-- MATERIALS PROVIDED start --
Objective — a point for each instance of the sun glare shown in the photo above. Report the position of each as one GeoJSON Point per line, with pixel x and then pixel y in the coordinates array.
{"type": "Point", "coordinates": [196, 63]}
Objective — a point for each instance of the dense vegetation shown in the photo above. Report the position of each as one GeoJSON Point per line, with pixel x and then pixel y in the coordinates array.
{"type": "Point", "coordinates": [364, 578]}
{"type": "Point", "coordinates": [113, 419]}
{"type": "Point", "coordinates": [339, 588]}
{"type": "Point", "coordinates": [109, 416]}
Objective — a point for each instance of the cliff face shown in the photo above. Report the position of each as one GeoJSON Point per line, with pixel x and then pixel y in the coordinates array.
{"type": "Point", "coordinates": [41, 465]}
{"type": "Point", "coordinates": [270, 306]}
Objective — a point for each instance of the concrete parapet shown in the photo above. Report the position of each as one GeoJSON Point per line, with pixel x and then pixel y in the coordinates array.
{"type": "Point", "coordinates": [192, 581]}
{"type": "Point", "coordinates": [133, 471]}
-- MATERIALS PROVIDED end --
__PROBLEM DETAILS__
Rewrite the listing above, changing every occurrence of "Objective" to "Goal" and leaving all other text unchanged.

__RESULT OF THIS EXERCISE__
Goal — a point for each instance of the sun glare shown in the photo above. Report the position of each as one GeoJSON Point per line, with pixel x and then pixel y in the coordinates array.
{"type": "Point", "coordinates": [196, 63]}
Goal — a point for each instance of the dense vegetation shown in the photo above. Report the position of each as one GeoJSON Point per line, with pixel x and then pixel y in the coordinates array.
{"type": "Point", "coordinates": [364, 578]}
{"type": "Point", "coordinates": [113, 419]}
{"type": "Point", "coordinates": [339, 588]}
{"type": "Point", "coordinates": [109, 416]}
Goal — a point for each instance of the cliff face shown in the photo above. Report the position of each as one GeoJSON Point per line, with pixel x and then pixel y in the coordinates array.
{"type": "Point", "coordinates": [41, 465]}
{"type": "Point", "coordinates": [270, 306]}
Goal — a point for each instance of the concrete parapet shown in the photo above. Report the position of each as one GeoJSON Point per line, with pixel x and then pixel y in the coordinates array.
{"type": "Point", "coordinates": [192, 581]}
{"type": "Point", "coordinates": [133, 471]}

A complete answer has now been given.